▶ _Task material_
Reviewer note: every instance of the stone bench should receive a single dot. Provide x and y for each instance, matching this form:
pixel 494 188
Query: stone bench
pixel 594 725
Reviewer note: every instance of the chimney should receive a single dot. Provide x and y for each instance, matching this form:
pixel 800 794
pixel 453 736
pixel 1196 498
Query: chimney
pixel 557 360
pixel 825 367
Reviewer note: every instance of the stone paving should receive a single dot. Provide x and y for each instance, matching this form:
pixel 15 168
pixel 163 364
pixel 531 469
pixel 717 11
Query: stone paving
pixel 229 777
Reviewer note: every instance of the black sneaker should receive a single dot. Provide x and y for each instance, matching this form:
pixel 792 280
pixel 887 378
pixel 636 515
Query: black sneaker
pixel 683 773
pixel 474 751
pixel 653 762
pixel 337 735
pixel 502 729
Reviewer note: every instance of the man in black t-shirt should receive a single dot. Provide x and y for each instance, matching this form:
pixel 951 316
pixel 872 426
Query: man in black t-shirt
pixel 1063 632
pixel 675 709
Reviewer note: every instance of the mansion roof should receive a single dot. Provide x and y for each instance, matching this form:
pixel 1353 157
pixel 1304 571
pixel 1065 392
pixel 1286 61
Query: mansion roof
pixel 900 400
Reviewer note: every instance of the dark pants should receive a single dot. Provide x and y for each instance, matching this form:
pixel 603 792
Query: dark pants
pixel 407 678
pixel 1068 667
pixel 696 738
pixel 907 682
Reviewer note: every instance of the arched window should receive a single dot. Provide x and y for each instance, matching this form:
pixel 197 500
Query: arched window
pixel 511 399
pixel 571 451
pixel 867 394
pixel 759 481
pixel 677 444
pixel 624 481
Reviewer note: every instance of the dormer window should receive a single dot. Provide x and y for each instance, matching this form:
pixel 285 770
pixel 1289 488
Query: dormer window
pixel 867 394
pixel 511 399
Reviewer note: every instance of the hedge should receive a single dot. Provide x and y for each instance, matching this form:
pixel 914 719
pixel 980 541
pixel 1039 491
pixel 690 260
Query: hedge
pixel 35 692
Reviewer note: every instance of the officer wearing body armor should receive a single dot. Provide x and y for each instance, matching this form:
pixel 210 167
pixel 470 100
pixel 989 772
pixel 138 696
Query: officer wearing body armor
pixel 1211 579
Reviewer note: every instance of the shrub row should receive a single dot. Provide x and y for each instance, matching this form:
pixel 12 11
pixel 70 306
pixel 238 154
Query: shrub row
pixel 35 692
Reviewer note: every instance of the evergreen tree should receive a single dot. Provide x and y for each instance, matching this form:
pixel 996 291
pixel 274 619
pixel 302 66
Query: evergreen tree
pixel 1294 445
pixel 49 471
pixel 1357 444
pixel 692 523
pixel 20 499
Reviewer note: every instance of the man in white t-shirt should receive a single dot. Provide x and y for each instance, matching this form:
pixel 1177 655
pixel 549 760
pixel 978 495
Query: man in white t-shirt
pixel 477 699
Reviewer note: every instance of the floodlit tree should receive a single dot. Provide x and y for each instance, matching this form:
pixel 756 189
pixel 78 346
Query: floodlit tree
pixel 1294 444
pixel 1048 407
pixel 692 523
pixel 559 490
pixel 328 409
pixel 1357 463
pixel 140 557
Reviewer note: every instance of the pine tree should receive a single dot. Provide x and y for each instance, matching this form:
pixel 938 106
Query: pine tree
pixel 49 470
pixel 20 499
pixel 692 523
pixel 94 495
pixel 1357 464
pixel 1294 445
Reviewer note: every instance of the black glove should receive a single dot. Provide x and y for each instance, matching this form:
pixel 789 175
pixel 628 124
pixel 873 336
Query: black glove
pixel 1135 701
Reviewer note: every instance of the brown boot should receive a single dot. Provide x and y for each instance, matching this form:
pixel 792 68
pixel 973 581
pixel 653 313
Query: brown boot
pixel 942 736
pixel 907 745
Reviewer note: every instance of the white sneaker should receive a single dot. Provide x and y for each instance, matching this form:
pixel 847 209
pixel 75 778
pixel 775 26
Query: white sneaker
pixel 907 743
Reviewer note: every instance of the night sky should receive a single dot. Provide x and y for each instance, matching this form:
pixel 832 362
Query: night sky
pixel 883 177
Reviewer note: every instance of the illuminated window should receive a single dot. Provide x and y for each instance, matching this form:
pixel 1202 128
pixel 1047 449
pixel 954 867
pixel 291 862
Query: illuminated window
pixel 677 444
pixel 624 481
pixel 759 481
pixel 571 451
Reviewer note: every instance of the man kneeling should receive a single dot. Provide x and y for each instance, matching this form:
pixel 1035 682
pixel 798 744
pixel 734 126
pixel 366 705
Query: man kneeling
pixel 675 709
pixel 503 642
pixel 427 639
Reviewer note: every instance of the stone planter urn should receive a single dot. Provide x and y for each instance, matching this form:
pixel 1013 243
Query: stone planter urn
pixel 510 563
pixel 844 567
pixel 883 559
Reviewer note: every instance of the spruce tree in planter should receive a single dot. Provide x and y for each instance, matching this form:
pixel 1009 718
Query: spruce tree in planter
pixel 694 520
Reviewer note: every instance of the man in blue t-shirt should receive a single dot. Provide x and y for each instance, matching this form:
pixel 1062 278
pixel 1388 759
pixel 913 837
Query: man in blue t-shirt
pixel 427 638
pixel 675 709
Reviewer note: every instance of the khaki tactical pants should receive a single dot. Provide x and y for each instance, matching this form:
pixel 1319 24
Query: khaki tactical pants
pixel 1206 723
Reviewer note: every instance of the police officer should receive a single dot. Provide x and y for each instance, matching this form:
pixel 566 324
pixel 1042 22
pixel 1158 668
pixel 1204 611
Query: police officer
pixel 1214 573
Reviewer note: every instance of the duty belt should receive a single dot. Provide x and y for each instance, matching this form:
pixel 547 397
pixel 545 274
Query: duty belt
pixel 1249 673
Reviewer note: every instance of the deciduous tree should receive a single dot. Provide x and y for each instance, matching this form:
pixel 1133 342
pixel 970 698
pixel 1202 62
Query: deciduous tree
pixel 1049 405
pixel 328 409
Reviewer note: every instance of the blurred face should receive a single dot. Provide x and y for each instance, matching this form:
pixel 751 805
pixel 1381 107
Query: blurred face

▶ _Your goal_
Starting at the line with "Reviewer note: every instance of the illuminated" and ending at the line with "pixel 1035 682", print each line of the listing above exactly, with no other lines.

▶ _Result_
Reviewer note: every instance of the illuminated window should receive a single dot. Provide x and y for each instance, matching this form:
pixel 1202 128
pixel 1047 449
pixel 954 867
pixel 291 862
Query: illuminated window
pixel 677 444
pixel 624 481
pixel 759 481
pixel 571 451
Reviewer note: every instance of the man kneeling should receive a single dot. Provide x and y for each instance, matching this form:
pixel 1035 682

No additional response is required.